SHORT TASK: Render every line of the records below as a Markdown table with two columns, Row and Line, numbering each row and placing the line's text beside its number. Leave out blank lines.

(Stored items from a collection)
(begin)
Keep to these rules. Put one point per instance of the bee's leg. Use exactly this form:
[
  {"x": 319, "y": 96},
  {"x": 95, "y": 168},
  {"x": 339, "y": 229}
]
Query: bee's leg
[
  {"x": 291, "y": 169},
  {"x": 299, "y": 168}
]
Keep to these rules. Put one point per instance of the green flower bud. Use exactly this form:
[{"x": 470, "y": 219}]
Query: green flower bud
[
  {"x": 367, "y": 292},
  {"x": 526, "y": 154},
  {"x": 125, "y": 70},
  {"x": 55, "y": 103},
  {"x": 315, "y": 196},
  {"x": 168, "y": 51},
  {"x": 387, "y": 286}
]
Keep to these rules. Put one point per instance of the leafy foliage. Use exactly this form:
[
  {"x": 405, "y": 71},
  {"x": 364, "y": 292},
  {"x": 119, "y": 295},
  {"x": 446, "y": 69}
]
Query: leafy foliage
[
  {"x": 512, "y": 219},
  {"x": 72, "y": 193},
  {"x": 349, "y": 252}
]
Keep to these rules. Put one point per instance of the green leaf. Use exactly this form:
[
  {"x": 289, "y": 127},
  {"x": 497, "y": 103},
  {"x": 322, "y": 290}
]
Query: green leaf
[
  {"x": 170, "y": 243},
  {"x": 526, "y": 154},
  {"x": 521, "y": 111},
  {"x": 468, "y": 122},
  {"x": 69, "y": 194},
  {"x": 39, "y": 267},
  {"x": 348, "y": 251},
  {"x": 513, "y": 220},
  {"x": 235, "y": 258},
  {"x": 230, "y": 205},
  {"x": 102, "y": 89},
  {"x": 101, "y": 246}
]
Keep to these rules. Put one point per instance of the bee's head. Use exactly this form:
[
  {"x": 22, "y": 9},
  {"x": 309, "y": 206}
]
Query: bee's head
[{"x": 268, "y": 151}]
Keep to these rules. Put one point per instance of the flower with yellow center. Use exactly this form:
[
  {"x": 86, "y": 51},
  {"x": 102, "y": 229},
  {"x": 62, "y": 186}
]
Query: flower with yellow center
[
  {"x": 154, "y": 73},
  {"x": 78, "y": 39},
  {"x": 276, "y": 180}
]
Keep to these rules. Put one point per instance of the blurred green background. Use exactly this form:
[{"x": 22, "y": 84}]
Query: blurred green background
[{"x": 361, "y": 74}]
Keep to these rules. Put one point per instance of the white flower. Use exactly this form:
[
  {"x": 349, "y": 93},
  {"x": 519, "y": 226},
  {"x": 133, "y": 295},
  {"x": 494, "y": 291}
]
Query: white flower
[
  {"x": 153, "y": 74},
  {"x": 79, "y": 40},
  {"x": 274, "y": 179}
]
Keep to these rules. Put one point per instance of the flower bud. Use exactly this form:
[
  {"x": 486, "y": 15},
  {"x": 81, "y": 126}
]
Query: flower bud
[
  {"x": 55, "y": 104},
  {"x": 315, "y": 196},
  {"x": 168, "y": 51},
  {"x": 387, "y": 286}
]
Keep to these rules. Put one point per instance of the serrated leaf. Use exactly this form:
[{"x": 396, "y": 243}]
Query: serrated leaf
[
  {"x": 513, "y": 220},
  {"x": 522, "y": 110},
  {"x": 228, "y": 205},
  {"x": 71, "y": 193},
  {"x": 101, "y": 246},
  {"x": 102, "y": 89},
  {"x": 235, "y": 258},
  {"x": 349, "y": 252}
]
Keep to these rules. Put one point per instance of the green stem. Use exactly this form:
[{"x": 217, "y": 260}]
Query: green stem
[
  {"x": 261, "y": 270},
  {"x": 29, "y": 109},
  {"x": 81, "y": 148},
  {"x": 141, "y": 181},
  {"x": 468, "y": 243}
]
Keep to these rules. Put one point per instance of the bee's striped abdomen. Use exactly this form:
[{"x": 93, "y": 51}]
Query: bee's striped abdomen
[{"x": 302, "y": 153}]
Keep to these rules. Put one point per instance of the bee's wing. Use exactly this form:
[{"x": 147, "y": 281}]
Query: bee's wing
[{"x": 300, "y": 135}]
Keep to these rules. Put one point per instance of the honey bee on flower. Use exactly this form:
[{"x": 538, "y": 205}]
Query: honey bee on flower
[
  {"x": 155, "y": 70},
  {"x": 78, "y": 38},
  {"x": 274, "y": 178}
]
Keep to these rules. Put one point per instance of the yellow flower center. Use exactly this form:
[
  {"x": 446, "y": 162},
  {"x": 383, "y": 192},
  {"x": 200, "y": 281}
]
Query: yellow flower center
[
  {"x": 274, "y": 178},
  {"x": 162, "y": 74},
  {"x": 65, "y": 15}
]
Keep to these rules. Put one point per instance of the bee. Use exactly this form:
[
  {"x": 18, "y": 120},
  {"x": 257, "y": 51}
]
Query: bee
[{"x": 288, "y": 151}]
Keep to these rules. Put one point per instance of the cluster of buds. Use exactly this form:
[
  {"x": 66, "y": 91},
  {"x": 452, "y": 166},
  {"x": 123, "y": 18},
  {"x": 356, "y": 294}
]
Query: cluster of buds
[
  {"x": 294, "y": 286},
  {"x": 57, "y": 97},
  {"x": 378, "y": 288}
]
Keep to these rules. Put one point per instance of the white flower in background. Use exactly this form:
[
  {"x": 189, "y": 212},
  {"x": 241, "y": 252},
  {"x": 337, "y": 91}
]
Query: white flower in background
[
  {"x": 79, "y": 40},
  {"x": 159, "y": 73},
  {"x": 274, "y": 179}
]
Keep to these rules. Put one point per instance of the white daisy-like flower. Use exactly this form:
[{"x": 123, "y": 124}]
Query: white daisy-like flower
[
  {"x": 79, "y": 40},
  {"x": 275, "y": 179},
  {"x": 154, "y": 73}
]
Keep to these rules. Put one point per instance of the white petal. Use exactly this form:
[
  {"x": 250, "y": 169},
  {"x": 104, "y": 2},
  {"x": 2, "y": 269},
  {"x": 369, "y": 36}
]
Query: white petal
(end)
SOLVED EXERCISE:
| Row | Line |
|---|---|
| 1 | Keep to these rules. Put one point per instance of the bee's leg. Use exactly this form: |
| 2 | [ |
| 3 |   {"x": 319, "y": 96}, |
| 4 |   {"x": 95, "y": 168}, |
| 5 |   {"x": 339, "y": 229} |
| 6 | ] |
| 7 | Query: bee's leg |
| 8 | [ |
| 9 |   {"x": 291, "y": 169}, |
| 10 |   {"x": 299, "y": 168} |
| 11 | ] |
| 12 | Keep to these rules. Put one point per instance of the green flower bud. Use exactly this form: |
| 13 | [{"x": 470, "y": 219}] |
| 14 | Query: green flower bud |
| 15 | [ |
| 16 |   {"x": 367, "y": 292}, |
| 17 |   {"x": 526, "y": 154}, |
| 18 |   {"x": 125, "y": 70}, |
| 19 |   {"x": 55, "y": 103}, |
| 20 |   {"x": 315, "y": 196}, |
| 21 |   {"x": 168, "y": 51}, |
| 22 |   {"x": 387, "y": 286} |
| 23 | ] |
| 24 | Keep to these rules. Put one point per instance of the leafy foliage. Use exactly this form: |
| 25 | [ |
| 26 |   {"x": 405, "y": 71}, |
| 27 |   {"x": 364, "y": 292}, |
| 28 |   {"x": 119, "y": 295}, |
| 29 |   {"x": 446, "y": 69} |
| 30 | ] |
| 31 | Query: leafy foliage |
| 32 | [ |
| 33 |   {"x": 512, "y": 219}, |
| 34 |   {"x": 72, "y": 193}, |
| 35 |   {"x": 349, "y": 252} |
| 36 | ] |
| 37 | Keep to these rules. Put one point per instance of the green leaf. Use exactly this form: |
| 38 | [ |
| 39 |   {"x": 289, "y": 127}, |
| 40 |   {"x": 497, "y": 103}, |
| 41 |   {"x": 322, "y": 290} |
| 42 | ] |
| 43 | Query: green leaf |
| 44 | [ |
| 45 |   {"x": 170, "y": 243}, |
| 46 |   {"x": 526, "y": 154}, |
| 47 |   {"x": 521, "y": 111}, |
| 48 |   {"x": 468, "y": 122}, |
| 49 |   {"x": 69, "y": 194}, |
| 50 |   {"x": 39, "y": 267}, |
| 51 |   {"x": 348, "y": 251}, |
| 52 |   {"x": 513, "y": 220}, |
| 53 |   {"x": 235, "y": 258}, |
| 54 |   {"x": 230, "y": 205}, |
| 55 |   {"x": 102, "y": 89}, |
| 56 |   {"x": 101, "y": 246} |
| 57 | ] |
| 58 | Keep to these rules. Put one point per instance of the bee's head. Use exactly this form: |
| 59 | [ |
| 60 |   {"x": 22, "y": 9}, |
| 61 |   {"x": 309, "y": 206} |
| 62 | ] |
| 63 | Query: bee's head |
| 64 | [{"x": 268, "y": 151}] |
| 65 | Keep to these rules. Put one point per instance of the flower with yellow center. Use exactly this form: |
| 66 | [ |
| 67 |   {"x": 86, "y": 51}, |
| 68 |   {"x": 102, "y": 229}, |
| 69 |   {"x": 62, "y": 186} |
| 70 | ] |
| 71 | Query: flower with yellow center |
| 72 | [ |
| 73 |   {"x": 154, "y": 73}, |
| 74 |   {"x": 78, "y": 39}, |
| 75 |   {"x": 276, "y": 180} |
| 76 | ] |
| 77 | Keep to these rules. Put one point per instance of the blurred green background. Use exactly this form: |
| 78 | [{"x": 22, "y": 84}] |
| 79 | Query: blurred green background |
| 80 | [{"x": 361, "y": 74}] |
| 81 | Keep to these rules. Put one point per instance of the white flower. Use exactly this form: |
| 82 | [ |
| 83 |   {"x": 349, "y": 93}, |
| 84 |   {"x": 519, "y": 226}, |
| 85 |   {"x": 133, "y": 295}, |
| 86 |   {"x": 494, "y": 291} |
| 87 | ] |
| 88 | Query: white flower |
| 89 | [ |
| 90 |   {"x": 153, "y": 74}, |
| 91 |   {"x": 79, "y": 40}, |
| 92 |   {"x": 274, "y": 179} |
| 93 | ] |
| 94 | Keep to these rules. Put one point per instance of the flower bud. Use exactly this form: |
| 95 | [ |
| 96 |   {"x": 486, "y": 15}, |
| 97 |   {"x": 81, "y": 126} |
| 98 | ] |
| 99 | Query: flower bud |
| 100 | [ |
| 101 |   {"x": 55, "y": 104}, |
| 102 |   {"x": 315, "y": 196}, |
| 103 |   {"x": 168, "y": 51}, |
| 104 |   {"x": 387, "y": 286} |
| 105 | ] |
| 106 | Keep to these rules. Put one point per instance of the serrated leaf. Use exactly this form: |
| 107 | [{"x": 396, "y": 243}] |
| 108 | Query: serrated leaf |
| 109 | [ |
| 110 |   {"x": 513, "y": 220}, |
| 111 |   {"x": 522, "y": 110}, |
| 112 |   {"x": 228, "y": 205}, |
| 113 |   {"x": 71, "y": 193}, |
| 114 |   {"x": 101, "y": 246}, |
| 115 |   {"x": 102, "y": 89}, |
| 116 |   {"x": 235, "y": 258}, |
| 117 |   {"x": 349, "y": 252} |
| 118 | ] |
| 119 | Keep to these rules. Put one point per instance of the green stem. Use exactly this form: |
| 120 | [{"x": 217, "y": 260}] |
| 121 | Query: green stem |
| 122 | [ |
| 123 |   {"x": 261, "y": 270}, |
| 124 |   {"x": 29, "y": 109}, |
| 125 |   {"x": 81, "y": 148}, |
| 126 |   {"x": 141, "y": 181}, |
| 127 |   {"x": 468, "y": 243} |
| 128 | ] |
| 129 | Keep to these rules. Put one point per instance of the bee's striped abdomen. Use exactly this form: |
| 130 | [{"x": 93, "y": 51}] |
| 131 | Query: bee's striped abdomen |
| 132 | [{"x": 302, "y": 153}] |
| 133 | Keep to these rules. Put one point per instance of the bee's wing. Use exactly this form: |
| 134 | [{"x": 147, "y": 281}] |
| 135 | Query: bee's wing |
| 136 | [{"x": 300, "y": 135}] |
| 137 | Keep to these rules. Put one point per instance of the honey bee on flower. Use exactly this form: |
| 138 | [{"x": 538, "y": 205}] |
| 139 | Query: honey bee on flower |
| 140 | [ |
| 141 |   {"x": 155, "y": 70}, |
| 142 |   {"x": 78, "y": 38}, |
| 143 |   {"x": 274, "y": 178} |
| 144 | ] |
| 145 | Keep to these rules. Put one point per instance of the yellow flower center. Use exactly this form: |
| 146 | [ |
| 147 |   {"x": 446, "y": 162}, |
| 148 |   {"x": 383, "y": 192}, |
| 149 |   {"x": 200, "y": 281} |
| 150 | ] |
| 151 | Query: yellow flower center |
| 152 | [ |
| 153 |   {"x": 274, "y": 178}, |
| 154 |   {"x": 162, "y": 74}, |
| 155 |   {"x": 65, "y": 15} |
| 156 | ] |
| 157 | Keep to these rules. Put one point per instance of the bee. Use exactly this form: |
| 158 | [ |
| 159 |   {"x": 18, "y": 120}, |
| 160 |   {"x": 257, "y": 51} |
| 161 | ] |
| 162 | Query: bee |
| 163 | [{"x": 288, "y": 151}] |
| 164 | Keep to these rules. Put one point per instance of the cluster of buds. Use exactly this form: |
| 165 | [ |
| 166 |   {"x": 66, "y": 91}, |
| 167 |   {"x": 452, "y": 166}, |
| 168 |   {"x": 123, "y": 18}, |
| 169 |   {"x": 356, "y": 294} |
| 170 | ] |
| 171 | Query: cluster of buds |
| 172 | [ |
| 173 |   {"x": 294, "y": 286}, |
| 174 |   {"x": 57, "y": 97}, |
| 175 |   {"x": 378, "y": 288} |
| 176 | ] |
| 177 | Keep to these rules. Put one point per instance of the white flower in background. Use exactly this form: |
| 178 | [ |
| 179 |   {"x": 189, "y": 212}, |
| 180 |   {"x": 241, "y": 252}, |
| 181 |   {"x": 337, "y": 91} |
| 182 | ] |
| 183 | Query: white flower in background |
| 184 | [ |
| 185 |   {"x": 79, "y": 40}, |
| 186 |   {"x": 159, "y": 73}, |
| 187 |   {"x": 274, "y": 179} |
| 188 | ] |
| 189 | Keep to these rules. Put one point per instance of the white daisy-like flower. Use exactly this form: |
| 190 | [{"x": 123, "y": 124}] |
| 191 | Query: white daisy-like flower |
| 192 | [ |
| 193 |   {"x": 79, "y": 40}, |
| 194 |   {"x": 275, "y": 179}, |
| 195 |   {"x": 154, "y": 73} |
| 196 | ] |
| 197 | Keep to these rules. Put one point per instance of the white petal. Use exactly this form: |
| 198 | [ |
| 199 |   {"x": 250, "y": 169}, |
| 200 |   {"x": 104, "y": 2}, |
| 201 |   {"x": 2, "y": 269}, |
| 202 |   {"x": 369, "y": 36} |
| 203 | ] |
| 204 | Query: white petal |